## REQUIRED TASK
In every entry below, rename "drooping white flower" to "nodding white blossom" and leave everything else untouched. Do not include the pictures in your answer.
# START OF DATA RECORDS
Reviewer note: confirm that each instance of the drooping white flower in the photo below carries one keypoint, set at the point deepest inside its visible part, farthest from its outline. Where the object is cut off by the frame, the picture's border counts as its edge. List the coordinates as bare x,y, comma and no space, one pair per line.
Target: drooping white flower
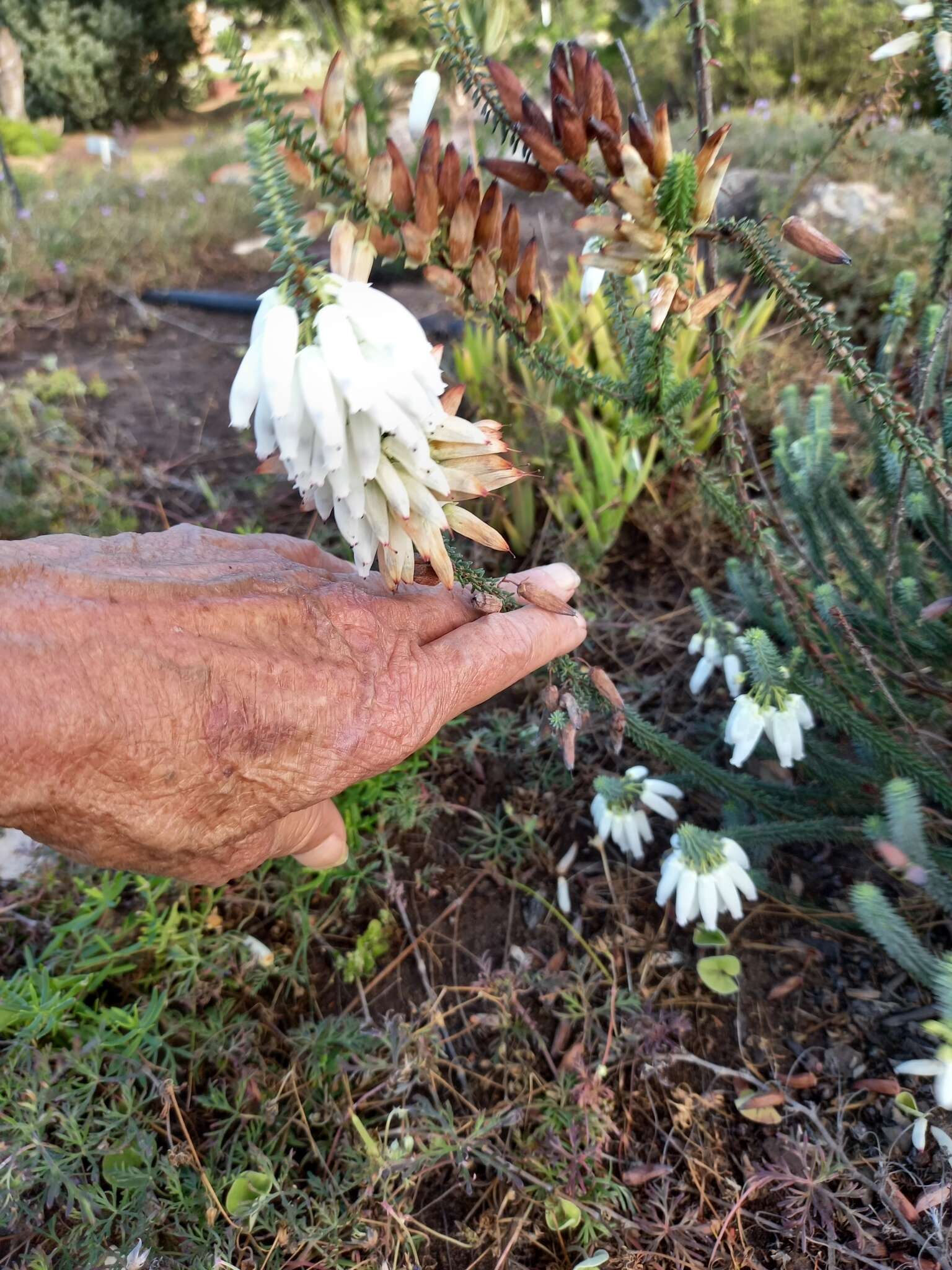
366,429
617,814
425,98
896,47
940,1068
706,889
714,646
# END OF DATA RECORDS
## THE SOLUTION
Reviewer note: confirm that each instance of the nodding white blossom in the photo below carries one keypoint, set at the point deepest inside its visible part, farthest from its outline. Where the object is cut off by the frame, the picture's border counts as its edge. List the coordinates as bare x,y, comma and no space, one pair per line.
Target: nodding white blossom
366,429
617,814
425,98
896,47
940,1068
706,889
714,646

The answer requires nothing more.